» **Entries provided**:
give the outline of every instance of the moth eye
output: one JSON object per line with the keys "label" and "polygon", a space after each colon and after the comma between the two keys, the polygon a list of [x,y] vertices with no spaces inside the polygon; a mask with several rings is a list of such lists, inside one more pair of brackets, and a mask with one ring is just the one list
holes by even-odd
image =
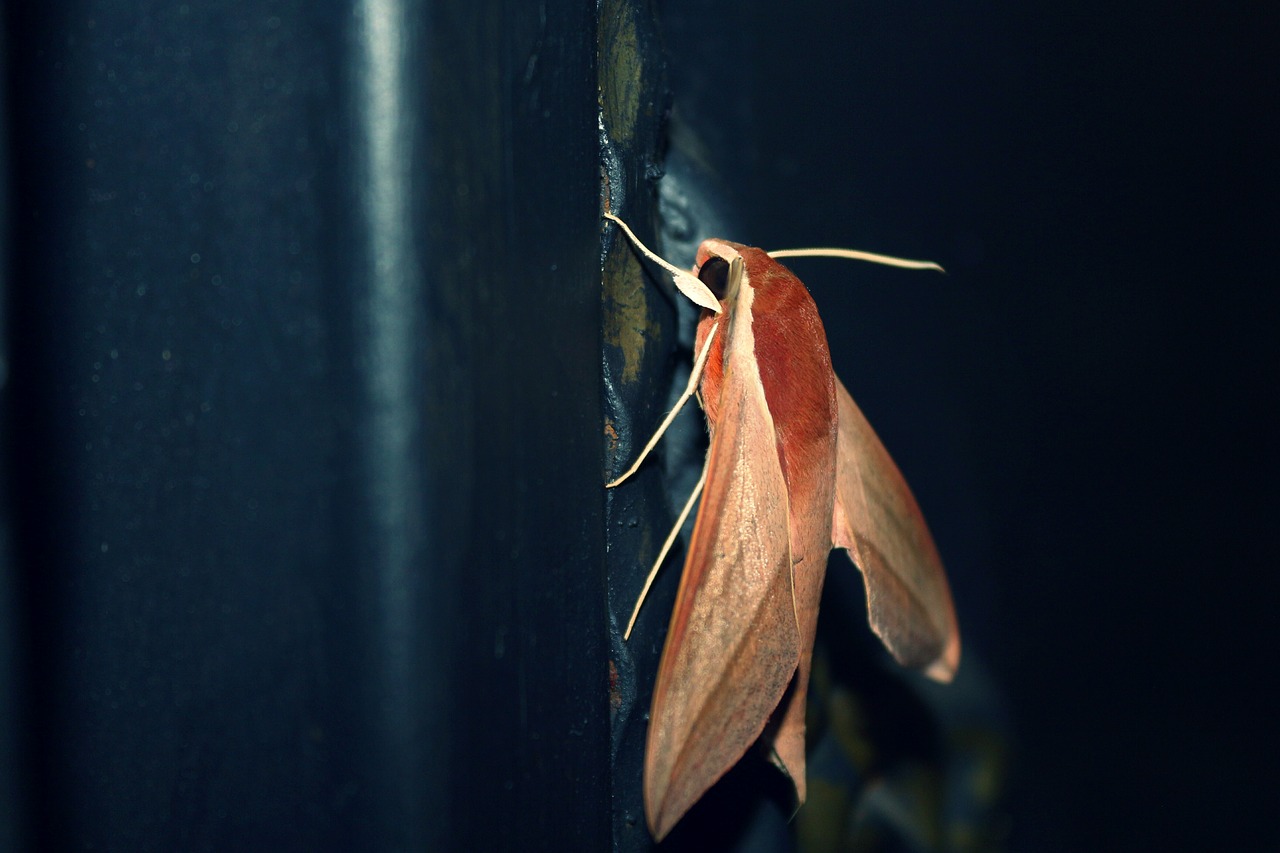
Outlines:
{"label": "moth eye", "polygon": [[725,294],[729,291],[729,264],[723,258],[707,258],[707,262],[702,265],[702,269],[698,270],[698,278],[707,287],[711,288],[711,292],[715,294],[716,299],[724,300]]}

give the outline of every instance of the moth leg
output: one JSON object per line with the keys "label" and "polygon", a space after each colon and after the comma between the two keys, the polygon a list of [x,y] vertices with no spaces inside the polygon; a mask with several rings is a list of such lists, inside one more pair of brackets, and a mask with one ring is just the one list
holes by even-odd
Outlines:
{"label": "moth leg", "polygon": [[644,579],[644,589],[640,590],[640,597],[636,599],[635,609],[631,611],[631,621],[627,622],[627,630],[622,635],[622,639],[631,639],[631,629],[636,625],[636,617],[640,615],[640,605],[644,604],[645,596],[649,594],[649,587],[653,586],[653,579],[658,576],[658,568],[662,565],[662,561],[667,558],[667,552],[671,550],[671,546],[675,543],[676,537],[680,535],[680,528],[684,527],[684,521],[689,517],[689,511],[693,509],[693,504],[698,500],[698,496],[702,494],[702,487],[707,484],[707,466],[702,466],[702,476],[698,478],[698,485],[693,487],[693,493],[689,495],[689,500],[685,501],[684,509],[680,510],[680,517],[676,519],[676,523],[671,528],[671,532],[667,534],[667,541],[662,543],[662,550],[658,552],[658,559],[653,561],[653,568],[649,570],[649,576]]}
{"label": "moth leg", "polygon": [[606,489],[612,489],[614,486],[619,485],[636,472],[640,467],[640,463],[645,460],[645,457],[649,455],[649,452],[658,444],[658,439],[662,438],[662,434],[667,431],[667,428],[671,426],[671,422],[676,419],[676,415],[678,415],[680,410],[684,408],[684,404],[689,402],[689,398],[698,390],[698,381],[702,379],[702,368],[707,363],[707,356],[711,353],[711,342],[715,340],[716,332],[718,331],[720,331],[719,324],[711,327],[711,332],[707,335],[707,341],[702,345],[702,352],[698,353],[698,358],[693,363],[693,370],[689,373],[689,384],[685,386],[684,392],[680,394],[680,399],[676,401],[675,408],[670,412],[667,412],[667,416],[663,419],[662,423],[658,425],[658,429],[654,432],[653,437],[649,439],[647,444],[645,444],[644,450],[640,451],[640,455],[636,457],[636,461],[631,463],[631,467],[623,472],[622,476],[605,483]]}

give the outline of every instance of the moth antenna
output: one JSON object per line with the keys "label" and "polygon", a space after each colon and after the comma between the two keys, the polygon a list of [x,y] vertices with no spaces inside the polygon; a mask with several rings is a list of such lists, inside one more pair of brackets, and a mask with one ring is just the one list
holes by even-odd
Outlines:
{"label": "moth antenna", "polygon": [[640,238],[631,230],[631,227],[612,213],[605,211],[601,215],[610,222],[617,223],[618,227],[622,229],[622,233],[627,235],[627,239],[631,241],[631,245],[635,246],[636,249],[639,250],[640,254],[671,273],[671,278],[675,282],[676,289],[687,296],[691,302],[716,314],[724,313],[724,308],[720,307],[720,300],[716,299],[715,294],[711,292],[711,289],[703,284],[702,280],[696,275],[688,270],[680,269],[680,267],[671,263],[666,258],[661,257],[657,252],[640,242]]}
{"label": "moth antenna", "polygon": [[875,252],[860,252],[857,249],[777,249],[769,252],[771,258],[844,258],[849,261],[869,261],[873,264],[884,264],[887,267],[899,267],[905,270],[937,270],[946,272],[933,261],[913,261],[908,258],[895,258],[893,255],[878,255]]}

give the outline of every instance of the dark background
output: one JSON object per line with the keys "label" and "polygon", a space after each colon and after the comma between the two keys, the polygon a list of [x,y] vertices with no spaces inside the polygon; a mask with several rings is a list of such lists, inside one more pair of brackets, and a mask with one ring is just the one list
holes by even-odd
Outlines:
{"label": "dark background", "polygon": [[3,11],[0,846],[606,848],[594,8]]}
{"label": "dark background", "polygon": [[[1277,13],[656,9],[719,236],[949,270],[801,275],[1009,847],[1275,846]],[[4,23],[0,848],[606,847],[590,4]]]}
{"label": "dark background", "polygon": [[1280,15],[685,10],[723,236],[948,269],[801,276],[1003,693],[1011,849],[1275,845]]}

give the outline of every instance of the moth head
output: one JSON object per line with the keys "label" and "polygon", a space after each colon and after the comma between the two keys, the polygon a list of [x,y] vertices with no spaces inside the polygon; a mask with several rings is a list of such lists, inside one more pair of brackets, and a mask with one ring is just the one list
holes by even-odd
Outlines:
{"label": "moth head", "polygon": [[737,300],[745,271],[742,255],[726,242],[706,240],[698,248],[698,280],[723,305],[732,305]]}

» **Exercise goal**: Among the lines above, which ones hold the string "instance"? Show them.

» **Solution**:
give the outline of every instance of the moth eye
give the outline of every instance of the moth leg
give the outline of every instance of the moth antenna
give the outline of every instance of the dark background
give the outline of every instance of the moth head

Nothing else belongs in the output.